(Stored entries)
>>

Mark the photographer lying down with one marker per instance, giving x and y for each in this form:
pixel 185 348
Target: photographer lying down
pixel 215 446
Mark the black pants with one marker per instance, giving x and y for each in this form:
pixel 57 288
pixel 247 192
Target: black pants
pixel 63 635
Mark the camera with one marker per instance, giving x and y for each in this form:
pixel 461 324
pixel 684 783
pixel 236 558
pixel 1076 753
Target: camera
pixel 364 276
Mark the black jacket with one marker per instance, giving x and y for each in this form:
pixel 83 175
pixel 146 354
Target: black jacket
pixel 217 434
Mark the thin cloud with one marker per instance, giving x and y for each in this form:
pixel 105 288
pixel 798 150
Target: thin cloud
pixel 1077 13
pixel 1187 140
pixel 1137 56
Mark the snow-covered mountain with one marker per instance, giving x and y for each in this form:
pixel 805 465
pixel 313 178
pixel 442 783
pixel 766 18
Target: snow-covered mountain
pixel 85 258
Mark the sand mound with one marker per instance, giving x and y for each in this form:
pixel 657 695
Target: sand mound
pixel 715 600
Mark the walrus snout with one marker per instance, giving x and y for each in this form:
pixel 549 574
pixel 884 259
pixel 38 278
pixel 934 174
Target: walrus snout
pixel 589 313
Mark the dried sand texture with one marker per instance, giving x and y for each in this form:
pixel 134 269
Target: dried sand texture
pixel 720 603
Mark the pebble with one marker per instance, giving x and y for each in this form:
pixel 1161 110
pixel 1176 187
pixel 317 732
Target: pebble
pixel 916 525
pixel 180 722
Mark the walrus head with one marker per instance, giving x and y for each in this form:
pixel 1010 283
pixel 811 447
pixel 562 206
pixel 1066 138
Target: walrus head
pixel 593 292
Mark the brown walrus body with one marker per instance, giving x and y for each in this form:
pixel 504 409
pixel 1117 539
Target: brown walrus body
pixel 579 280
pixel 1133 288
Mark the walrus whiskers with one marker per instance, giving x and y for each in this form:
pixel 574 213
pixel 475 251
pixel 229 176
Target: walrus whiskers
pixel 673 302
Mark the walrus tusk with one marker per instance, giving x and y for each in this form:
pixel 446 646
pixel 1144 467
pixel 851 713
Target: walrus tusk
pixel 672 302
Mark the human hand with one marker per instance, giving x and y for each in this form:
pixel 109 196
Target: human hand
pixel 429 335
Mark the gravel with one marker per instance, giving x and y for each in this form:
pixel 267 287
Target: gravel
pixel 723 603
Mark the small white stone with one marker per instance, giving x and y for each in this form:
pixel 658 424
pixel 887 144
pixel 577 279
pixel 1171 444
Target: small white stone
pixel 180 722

<<

Task to carry out: Edit the stored entries so that every "marker" becomes "dot", keeping everything else the same.

Result of this exercise:
Mark the photographer lying down with one dot per instance, giving x and y for each in this form:
pixel 185 348
Target: photographer lying down
pixel 215 446
Mark the black pants with one dot per instance, giving x and y for each in this form:
pixel 57 288
pixel 247 192
Target: black pants
pixel 63 635
Mark the camera with one dot per instance, giving x and y for each in this form:
pixel 461 324
pixel 684 783
pixel 236 558
pixel 1076 753
Target: camera
pixel 364 276
Mark the black jacket with one dot per instance, giving x and y for each in this form:
pixel 83 175
pixel 146 354
Target: black jacket
pixel 217 434
Mark the thin cloud with one dot per instance, giving x and y for each in this form:
pixel 105 288
pixel 798 150
Target: thin cloud
pixel 1077 13
pixel 1187 140
pixel 1137 56
Mark the snow-covered mountain with one dot per instance, giving x and y for each in this form:
pixel 805 465
pixel 313 178
pixel 442 783
pixel 766 18
Target: snow-covered mountain
pixel 85 258
Mark the sand mound with one dot per instance, giving x and y for each in this form:
pixel 657 695
Target: sand mound
pixel 715 600
Mark the walrus snout with one dot per instance, giving x and y for each in this form:
pixel 549 574
pixel 884 259
pixel 38 278
pixel 934 174
Target: walrus snout
pixel 589 313
Mark the dried sand texture with one dot per instance, giving x and y for each in this form:
pixel 134 269
Target: dried sand texture
pixel 720 603
Mark the pebble with one dot per instance, giving x and y for each in this form:
pixel 1161 110
pixel 1176 187
pixel 317 732
Target: pebble
pixel 916 525
pixel 180 722
Mark the walrus head with one dot per instance, giving x and y for each in this form:
pixel 1010 283
pixel 811 447
pixel 562 206
pixel 1066 138
Target: walrus head
pixel 593 292
Mark the brown walrus body with one dot per instance, giving x and y for each in this form:
pixel 504 409
pixel 1117 539
Target: brown walrus body
pixel 579 280
pixel 1133 288
Mark the walrus whiskers with one dot per instance, giving x and y for each in this form:
pixel 574 213
pixel 475 251
pixel 229 176
Target: walrus whiskers
pixel 673 302
Mark the walrus tusk with one dot per instance, giving x and y for each in this form:
pixel 446 646
pixel 1144 467
pixel 851 713
Target: walrus tusk
pixel 672 302
Mark the human hand with one dot per instance, giving x and y for each in this form:
pixel 109 196
Target: human hand
pixel 429 335
Mark the gravel with one dot per instance, giving x and y for each in this form:
pixel 267 287
Target: gravel
pixel 723 603
Mark the small white stone with one dot per instance, giving x and y for each in this form:
pixel 658 424
pixel 887 144
pixel 577 279
pixel 1171 444
Target: small white stone
pixel 180 722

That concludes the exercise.